## Selected text
Evaluation of the Effects of a Structural Economic and Food Security Intervention on HIV Vulnerability in Rural Malawi

NCT02332265 · Status: COMPLETED · Type: OBSERVATIONAL · Enrollment: 1901

Last updated 2015-01-06

No results posted yet for this study

Summary

The purpose of this study is to evaluate a multilevel economic and food security program (Support to Able-Bodied Vulnerable groups to Achieve Food Security; SAFE) in rural central Malawi as implemented and assigned by CARE-Malawi on HIV vulnerability and other health outcomes.

Hypothesis: HIV vulnerability can be reduced through a coordinated set of locally tailored individual and structural interventions that reduces poverty, reduces food insecurity, strengthens community bonds, and addresses gender inequality.

Conditions

Interventions

OTHER

Support to Able-Bodied Vulnerable groups to Achieve Food Security (SAFE)

## Work to complete
**a.** In the study record, how many people were enrolled?
**b.** Transcribe the part of the study record starting at "Hypothesis: HIV vulnerability" and ending at "Food Security (SAFE)".
The dataset entries have no connection to the study record.

(Dataset entries)
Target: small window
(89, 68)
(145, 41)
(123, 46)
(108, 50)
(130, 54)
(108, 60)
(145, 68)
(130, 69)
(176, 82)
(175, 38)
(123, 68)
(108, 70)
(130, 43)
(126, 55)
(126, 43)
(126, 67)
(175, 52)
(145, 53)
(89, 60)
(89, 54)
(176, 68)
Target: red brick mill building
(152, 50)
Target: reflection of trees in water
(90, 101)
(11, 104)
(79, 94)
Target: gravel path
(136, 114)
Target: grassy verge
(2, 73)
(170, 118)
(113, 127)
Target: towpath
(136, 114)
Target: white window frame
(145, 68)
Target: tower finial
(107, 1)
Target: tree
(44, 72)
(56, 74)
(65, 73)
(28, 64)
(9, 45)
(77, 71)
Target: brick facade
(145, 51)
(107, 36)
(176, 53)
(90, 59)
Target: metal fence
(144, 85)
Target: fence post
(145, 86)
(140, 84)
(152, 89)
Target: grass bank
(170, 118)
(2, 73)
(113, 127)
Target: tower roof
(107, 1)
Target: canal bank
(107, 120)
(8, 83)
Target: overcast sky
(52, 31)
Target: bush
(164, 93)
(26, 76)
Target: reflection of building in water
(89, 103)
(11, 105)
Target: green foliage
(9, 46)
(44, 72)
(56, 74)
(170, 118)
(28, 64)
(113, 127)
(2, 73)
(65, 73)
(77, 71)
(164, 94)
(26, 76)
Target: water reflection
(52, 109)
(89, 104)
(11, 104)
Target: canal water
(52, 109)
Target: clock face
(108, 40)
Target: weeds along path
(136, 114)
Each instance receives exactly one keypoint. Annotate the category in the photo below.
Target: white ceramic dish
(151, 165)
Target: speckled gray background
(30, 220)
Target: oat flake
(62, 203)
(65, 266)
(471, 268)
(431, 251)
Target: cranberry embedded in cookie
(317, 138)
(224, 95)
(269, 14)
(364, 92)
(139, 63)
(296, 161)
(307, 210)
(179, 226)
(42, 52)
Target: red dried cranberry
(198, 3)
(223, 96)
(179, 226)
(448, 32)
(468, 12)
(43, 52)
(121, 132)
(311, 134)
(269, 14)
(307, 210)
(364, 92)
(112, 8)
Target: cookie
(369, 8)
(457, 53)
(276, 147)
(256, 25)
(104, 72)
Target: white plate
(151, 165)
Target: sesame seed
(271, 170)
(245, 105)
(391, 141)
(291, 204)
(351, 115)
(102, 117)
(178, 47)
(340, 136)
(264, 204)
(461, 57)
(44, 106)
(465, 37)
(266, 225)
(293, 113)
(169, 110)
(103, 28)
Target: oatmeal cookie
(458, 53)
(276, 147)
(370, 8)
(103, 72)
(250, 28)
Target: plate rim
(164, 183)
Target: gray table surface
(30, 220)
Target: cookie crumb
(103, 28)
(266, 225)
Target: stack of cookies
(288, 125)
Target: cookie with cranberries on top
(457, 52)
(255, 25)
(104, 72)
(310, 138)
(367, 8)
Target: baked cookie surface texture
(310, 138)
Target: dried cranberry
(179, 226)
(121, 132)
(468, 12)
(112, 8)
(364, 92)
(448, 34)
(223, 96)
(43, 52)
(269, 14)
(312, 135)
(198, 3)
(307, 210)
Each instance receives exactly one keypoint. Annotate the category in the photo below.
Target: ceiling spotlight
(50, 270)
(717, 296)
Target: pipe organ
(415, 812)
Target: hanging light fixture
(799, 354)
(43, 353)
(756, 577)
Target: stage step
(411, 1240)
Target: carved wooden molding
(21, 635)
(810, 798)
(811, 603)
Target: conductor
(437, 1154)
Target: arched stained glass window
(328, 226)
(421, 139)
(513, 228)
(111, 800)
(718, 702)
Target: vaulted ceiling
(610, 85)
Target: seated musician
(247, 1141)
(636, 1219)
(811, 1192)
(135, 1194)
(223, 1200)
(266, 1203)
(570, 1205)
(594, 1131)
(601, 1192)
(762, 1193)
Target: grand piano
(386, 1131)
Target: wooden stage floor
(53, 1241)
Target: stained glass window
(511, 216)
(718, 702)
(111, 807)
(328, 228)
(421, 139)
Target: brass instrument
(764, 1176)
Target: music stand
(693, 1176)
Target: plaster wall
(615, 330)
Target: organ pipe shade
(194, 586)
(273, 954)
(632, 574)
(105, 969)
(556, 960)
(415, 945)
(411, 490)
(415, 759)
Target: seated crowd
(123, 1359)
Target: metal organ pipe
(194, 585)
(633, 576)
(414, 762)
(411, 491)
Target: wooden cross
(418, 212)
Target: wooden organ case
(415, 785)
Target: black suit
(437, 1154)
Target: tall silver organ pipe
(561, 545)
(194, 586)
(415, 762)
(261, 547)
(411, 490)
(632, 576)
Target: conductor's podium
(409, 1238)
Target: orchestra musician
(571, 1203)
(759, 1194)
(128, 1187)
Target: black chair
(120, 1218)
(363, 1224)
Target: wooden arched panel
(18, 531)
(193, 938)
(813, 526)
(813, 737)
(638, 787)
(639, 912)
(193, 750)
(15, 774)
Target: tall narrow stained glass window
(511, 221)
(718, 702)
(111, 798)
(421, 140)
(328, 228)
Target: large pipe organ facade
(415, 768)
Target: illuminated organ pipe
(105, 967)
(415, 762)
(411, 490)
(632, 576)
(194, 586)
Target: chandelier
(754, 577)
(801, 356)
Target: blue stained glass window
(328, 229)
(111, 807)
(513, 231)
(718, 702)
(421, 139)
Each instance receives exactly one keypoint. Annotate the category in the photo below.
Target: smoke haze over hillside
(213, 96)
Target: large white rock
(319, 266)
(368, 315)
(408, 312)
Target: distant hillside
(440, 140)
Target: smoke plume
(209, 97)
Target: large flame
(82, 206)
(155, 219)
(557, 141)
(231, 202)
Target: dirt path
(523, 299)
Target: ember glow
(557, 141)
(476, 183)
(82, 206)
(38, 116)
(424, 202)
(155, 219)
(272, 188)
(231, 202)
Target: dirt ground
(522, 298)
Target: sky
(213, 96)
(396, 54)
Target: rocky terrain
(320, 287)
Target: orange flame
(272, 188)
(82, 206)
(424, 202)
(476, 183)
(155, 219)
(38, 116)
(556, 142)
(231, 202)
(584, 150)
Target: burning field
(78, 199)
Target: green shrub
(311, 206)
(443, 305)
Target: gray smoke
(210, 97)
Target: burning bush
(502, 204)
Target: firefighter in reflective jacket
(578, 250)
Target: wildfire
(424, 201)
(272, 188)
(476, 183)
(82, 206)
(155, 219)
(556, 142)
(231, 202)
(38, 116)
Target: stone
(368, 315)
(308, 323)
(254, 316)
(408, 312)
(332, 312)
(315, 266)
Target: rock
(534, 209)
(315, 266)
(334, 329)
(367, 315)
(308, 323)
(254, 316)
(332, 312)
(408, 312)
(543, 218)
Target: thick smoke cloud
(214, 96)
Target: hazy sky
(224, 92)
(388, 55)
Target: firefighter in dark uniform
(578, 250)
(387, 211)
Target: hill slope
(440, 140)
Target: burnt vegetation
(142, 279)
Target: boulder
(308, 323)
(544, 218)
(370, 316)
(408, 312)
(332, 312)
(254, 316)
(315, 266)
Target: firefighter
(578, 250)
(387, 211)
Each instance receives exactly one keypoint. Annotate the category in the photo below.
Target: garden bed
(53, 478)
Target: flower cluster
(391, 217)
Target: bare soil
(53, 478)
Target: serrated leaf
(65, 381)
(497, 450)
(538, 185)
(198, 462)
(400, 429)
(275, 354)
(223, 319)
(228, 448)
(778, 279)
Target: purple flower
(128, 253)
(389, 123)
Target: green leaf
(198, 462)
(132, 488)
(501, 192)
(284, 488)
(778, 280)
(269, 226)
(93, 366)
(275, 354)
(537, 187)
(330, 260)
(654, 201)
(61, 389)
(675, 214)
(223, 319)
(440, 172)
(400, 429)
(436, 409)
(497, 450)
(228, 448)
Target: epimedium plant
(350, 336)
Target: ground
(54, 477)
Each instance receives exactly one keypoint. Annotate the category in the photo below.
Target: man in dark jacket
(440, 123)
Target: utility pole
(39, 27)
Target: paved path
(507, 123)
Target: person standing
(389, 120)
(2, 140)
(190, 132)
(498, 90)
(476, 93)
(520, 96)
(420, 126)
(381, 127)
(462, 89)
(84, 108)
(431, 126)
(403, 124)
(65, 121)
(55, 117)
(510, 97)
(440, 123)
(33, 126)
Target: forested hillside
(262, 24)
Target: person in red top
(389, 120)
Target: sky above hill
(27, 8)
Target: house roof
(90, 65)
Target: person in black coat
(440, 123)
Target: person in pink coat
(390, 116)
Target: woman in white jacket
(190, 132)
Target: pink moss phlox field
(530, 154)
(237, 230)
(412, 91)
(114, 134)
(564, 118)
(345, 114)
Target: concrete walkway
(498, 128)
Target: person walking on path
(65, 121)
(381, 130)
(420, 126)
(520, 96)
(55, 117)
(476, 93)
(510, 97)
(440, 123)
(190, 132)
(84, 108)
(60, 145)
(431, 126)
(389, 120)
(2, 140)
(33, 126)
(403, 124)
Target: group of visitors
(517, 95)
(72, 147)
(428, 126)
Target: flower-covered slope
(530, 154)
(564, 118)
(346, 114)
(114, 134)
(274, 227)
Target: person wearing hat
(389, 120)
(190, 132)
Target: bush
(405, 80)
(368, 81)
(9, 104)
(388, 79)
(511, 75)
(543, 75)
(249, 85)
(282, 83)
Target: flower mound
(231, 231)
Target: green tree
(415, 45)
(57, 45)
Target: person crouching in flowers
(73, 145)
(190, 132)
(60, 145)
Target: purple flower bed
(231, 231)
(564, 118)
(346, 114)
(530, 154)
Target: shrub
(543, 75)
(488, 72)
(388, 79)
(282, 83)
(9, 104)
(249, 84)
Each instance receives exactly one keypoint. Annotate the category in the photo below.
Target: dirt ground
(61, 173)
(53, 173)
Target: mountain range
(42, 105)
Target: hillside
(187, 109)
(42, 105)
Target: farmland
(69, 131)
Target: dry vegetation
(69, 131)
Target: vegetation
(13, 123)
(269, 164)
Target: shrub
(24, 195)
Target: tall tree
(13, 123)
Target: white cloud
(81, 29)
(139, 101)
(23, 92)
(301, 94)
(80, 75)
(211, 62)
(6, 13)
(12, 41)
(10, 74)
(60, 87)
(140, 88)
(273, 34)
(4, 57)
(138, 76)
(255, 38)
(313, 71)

## Responses
**a.** 1901

**b.**
Hypothesis: HIV vulnerability can be reduced through a coordinated set of locally tailored individual and structural interventions that reduces poverty, reduces food insecurity, strengthens community bonds, and addresses gender inequality.

Conditions

Interventions

OTHER

Support to Able-Bodied Vulnerable groups to Achieve Food Security (SAFE)